WHAT YOU SHOULD DO: Write out, word for word, only the lines from the one containing "One point marks each instance of the small" through the final line of the data.

[Start of Attachment]

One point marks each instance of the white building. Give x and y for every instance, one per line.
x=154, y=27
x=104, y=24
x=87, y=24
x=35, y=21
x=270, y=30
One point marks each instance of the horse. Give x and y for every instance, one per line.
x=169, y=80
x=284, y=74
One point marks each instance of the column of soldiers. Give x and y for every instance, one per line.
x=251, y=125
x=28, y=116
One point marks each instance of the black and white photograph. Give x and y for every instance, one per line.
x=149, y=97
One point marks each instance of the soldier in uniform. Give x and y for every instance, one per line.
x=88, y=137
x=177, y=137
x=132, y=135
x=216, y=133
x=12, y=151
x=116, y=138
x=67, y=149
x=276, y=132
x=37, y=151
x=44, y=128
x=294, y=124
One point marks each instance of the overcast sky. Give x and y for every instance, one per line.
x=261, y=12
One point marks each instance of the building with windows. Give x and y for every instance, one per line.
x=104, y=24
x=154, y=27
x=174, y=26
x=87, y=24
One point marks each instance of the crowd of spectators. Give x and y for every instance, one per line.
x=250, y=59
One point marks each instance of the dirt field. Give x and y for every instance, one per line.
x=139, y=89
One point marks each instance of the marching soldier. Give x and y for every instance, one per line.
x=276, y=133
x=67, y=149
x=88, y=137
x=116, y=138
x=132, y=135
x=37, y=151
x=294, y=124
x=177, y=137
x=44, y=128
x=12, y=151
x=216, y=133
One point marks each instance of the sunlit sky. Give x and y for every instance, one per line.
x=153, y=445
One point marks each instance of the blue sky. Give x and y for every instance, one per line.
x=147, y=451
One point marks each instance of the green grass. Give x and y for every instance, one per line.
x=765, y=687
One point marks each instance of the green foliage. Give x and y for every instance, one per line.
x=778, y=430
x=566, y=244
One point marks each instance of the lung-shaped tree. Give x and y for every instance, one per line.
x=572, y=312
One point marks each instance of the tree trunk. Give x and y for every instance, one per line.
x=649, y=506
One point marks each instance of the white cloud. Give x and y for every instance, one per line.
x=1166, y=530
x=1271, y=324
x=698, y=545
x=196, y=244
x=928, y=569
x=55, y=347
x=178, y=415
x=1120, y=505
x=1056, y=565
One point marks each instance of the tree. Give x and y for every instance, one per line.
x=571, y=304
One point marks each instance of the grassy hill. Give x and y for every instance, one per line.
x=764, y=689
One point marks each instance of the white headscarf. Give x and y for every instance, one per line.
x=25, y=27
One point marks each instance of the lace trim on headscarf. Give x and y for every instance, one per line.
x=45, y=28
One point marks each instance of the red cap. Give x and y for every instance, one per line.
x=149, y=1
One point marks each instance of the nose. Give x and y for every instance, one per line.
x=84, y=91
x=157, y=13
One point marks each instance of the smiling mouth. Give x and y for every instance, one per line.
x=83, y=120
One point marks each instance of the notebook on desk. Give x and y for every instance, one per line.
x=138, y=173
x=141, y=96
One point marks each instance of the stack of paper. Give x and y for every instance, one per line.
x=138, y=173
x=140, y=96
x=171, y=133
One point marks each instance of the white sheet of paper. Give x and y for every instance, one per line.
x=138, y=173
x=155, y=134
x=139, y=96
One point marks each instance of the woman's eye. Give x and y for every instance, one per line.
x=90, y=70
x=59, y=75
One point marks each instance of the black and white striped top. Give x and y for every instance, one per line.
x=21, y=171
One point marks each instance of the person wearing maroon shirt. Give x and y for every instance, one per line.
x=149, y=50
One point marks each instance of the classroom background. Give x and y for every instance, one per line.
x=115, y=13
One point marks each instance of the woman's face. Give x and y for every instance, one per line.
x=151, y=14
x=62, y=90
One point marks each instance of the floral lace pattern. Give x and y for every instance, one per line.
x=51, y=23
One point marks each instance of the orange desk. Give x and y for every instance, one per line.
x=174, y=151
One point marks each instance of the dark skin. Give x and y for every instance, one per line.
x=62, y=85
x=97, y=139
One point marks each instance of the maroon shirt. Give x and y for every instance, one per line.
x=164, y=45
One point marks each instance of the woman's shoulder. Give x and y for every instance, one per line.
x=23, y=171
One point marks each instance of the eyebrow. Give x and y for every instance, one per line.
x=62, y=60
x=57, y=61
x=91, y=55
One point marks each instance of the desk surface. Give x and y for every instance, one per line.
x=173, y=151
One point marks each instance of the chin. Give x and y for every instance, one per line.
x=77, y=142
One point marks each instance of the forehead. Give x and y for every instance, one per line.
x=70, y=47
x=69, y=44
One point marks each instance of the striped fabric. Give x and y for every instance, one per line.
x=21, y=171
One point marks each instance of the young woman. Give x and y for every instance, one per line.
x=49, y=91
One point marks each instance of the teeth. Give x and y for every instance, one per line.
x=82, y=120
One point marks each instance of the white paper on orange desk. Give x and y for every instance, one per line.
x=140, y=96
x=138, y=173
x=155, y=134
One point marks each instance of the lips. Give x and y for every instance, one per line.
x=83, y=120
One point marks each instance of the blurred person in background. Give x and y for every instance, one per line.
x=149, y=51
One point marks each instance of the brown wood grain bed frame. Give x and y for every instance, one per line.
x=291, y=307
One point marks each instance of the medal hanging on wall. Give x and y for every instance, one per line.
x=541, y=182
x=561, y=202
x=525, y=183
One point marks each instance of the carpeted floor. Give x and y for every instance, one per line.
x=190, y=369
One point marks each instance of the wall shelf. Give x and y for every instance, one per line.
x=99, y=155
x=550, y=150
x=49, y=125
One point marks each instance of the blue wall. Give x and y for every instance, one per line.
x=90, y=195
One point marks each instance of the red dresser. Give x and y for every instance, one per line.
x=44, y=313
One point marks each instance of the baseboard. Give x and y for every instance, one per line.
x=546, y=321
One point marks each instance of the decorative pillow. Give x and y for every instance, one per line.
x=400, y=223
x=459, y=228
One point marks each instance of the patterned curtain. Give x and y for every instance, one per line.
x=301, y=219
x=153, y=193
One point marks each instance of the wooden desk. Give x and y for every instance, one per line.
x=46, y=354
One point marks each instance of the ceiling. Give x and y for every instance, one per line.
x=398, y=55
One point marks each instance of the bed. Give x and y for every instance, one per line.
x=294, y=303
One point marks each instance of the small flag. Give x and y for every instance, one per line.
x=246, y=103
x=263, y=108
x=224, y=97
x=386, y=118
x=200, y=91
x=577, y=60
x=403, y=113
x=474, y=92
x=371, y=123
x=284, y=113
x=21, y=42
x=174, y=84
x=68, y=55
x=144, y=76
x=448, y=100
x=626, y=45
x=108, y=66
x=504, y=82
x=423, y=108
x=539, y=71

[End of Attachment]

ANSWER FOR THE TASK:
One point marks each instance of the small flag. Give x and y for every instance, one per line.
x=246, y=103
x=263, y=108
x=224, y=97
x=386, y=118
x=200, y=91
x=577, y=60
x=403, y=113
x=474, y=92
x=371, y=123
x=284, y=113
x=21, y=42
x=174, y=84
x=68, y=55
x=144, y=76
x=448, y=100
x=626, y=45
x=108, y=66
x=504, y=82
x=423, y=108
x=539, y=71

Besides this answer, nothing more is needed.